> **PROBLEM STATEMENT**
Please copy each of the items below word for word, leaving out the pictures.

>> Start DATA EXTRACT

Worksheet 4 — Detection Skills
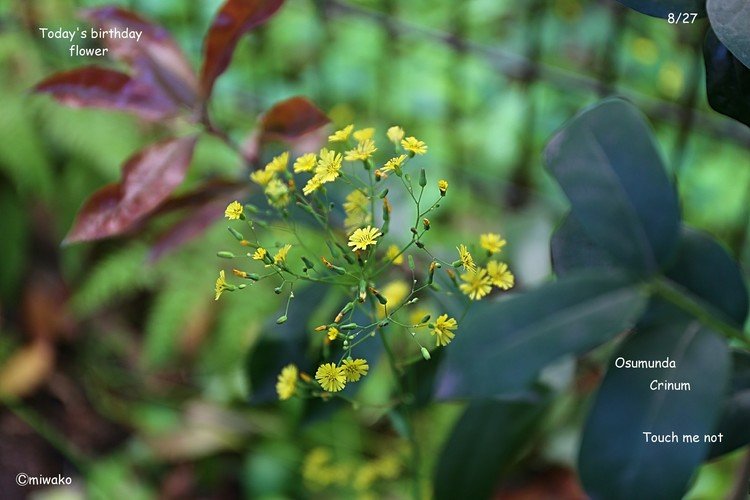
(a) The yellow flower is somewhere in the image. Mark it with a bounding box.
[224,201,243,220]
[459,268,492,300]
[266,151,289,174]
[487,260,516,290]
[479,233,508,255]
[273,243,292,264]
[401,137,427,155]
[430,314,458,346]
[385,245,404,266]
[250,169,276,186]
[294,153,318,173]
[276,365,299,401]
[381,155,409,173]
[343,358,370,382]
[438,179,448,196]
[315,363,346,392]
[386,126,404,144]
[344,139,378,161]
[253,247,268,261]
[214,270,234,300]
[456,243,477,271]
[328,125,354,142]
[344,189,370,228]
[315,148,342,184]
[328,326,341,340]
[302,175,323,196]
[354,127,375,142]
[348,226,383,252]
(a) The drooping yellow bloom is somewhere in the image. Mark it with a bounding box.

>> End DATA EXTRACT

> **FINAL RESULT**
Worksheet 4 — Detection Skills
(a) The yellow flower is somewhere in the image. Mark it with a bounding box.
[224,201,243,220]
[459,268,492,300]
[266,151,289,174]
[487,260,516,290]
[479,233,508,255]
[273,243,292,264]
[401,137,427,155]
[430,314,458,346]
[385,245,404,266]
[250,169,276,186]
[294,153,318,173]
[276,365,299,401]
[381,155,409,173]
[343,358,370,382]
[438,179,448,196]
[315,363,346,392]
[386,126,404,144]
[344,139,378,161]
[253,247,268,261]
[214,270,234,300]
[456,243,477,271]
[328,125,354,142]
[344,189,370,228]
[315,148,342,184]
[328,326,341,340]
[302,175,323,196]
[354,127,375,142]
[348,226,383,252]
(a) The drooping yellow bloom is somewhere in the image. Mark it with a bounding box.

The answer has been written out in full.